- DIRECTIVE:
Write out the passage of the teamwork text below word for word, from "They retire, or" up to and including "at the bank.".

- TEXT PROVIDED:
A team is a temporary group with the same goals. Whether it’s sports, school, work, or family, it’s important to know how teamwork is supposed to work.

 

The biggest element of teamwork is cooperation, which is in shorter supply than most expect.

 

For example, in the armed forces all entities compete for the same goal. Protecting the country is the common goal, but the real operators work toward money, as in budget, as in collecting enough money to sustain the current level of operations.

 

With the Army, Navy, Air Force, Marines, and the minor league services looking for their grab at the silver ring, not everything goes fairly. How tilted is the playing field? When a sitting president needs butt kissers, and one service volunteers to step forward?

 

Not so good.

 

What happens when someone in a leadership position disagrees with lip placement?

 

They retire, or get retired.

 

The same thing happens when the big guys, generals who’ve been schooled in things military, go all in with a defective president? There’s no training for that, just motives.

 

Sports are another slice of the same pie.

 

No general in the history of money will ever make more than an NFL star. Add a few generals with their version of teamwork, throw in a few admirals, and they still lag behind at the bank.

 

Sports on television show groups of women and men working together for a win, or at the very least a good loss if there’s such a thing. We all watch and admire favorite teams when they win, and blame them as bums when they lose.

- SUPPLIED MATERIAL:

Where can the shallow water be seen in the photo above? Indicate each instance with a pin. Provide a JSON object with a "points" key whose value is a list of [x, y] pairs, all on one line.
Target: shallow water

- REPLY TO THE EXERCISE:
They retire, or get retired.

 

The same thing happens when the big guys, generals who’ve been schooled in things military, go all in with a defective president? There’s no training for that, just motives.

 

Sports are another slice of the same pie.

 

No general in the history of money will ever make more than an NFL star. Add a few generals with their version of teamwork, throw in a few admirals, and they still lag behind at the bank.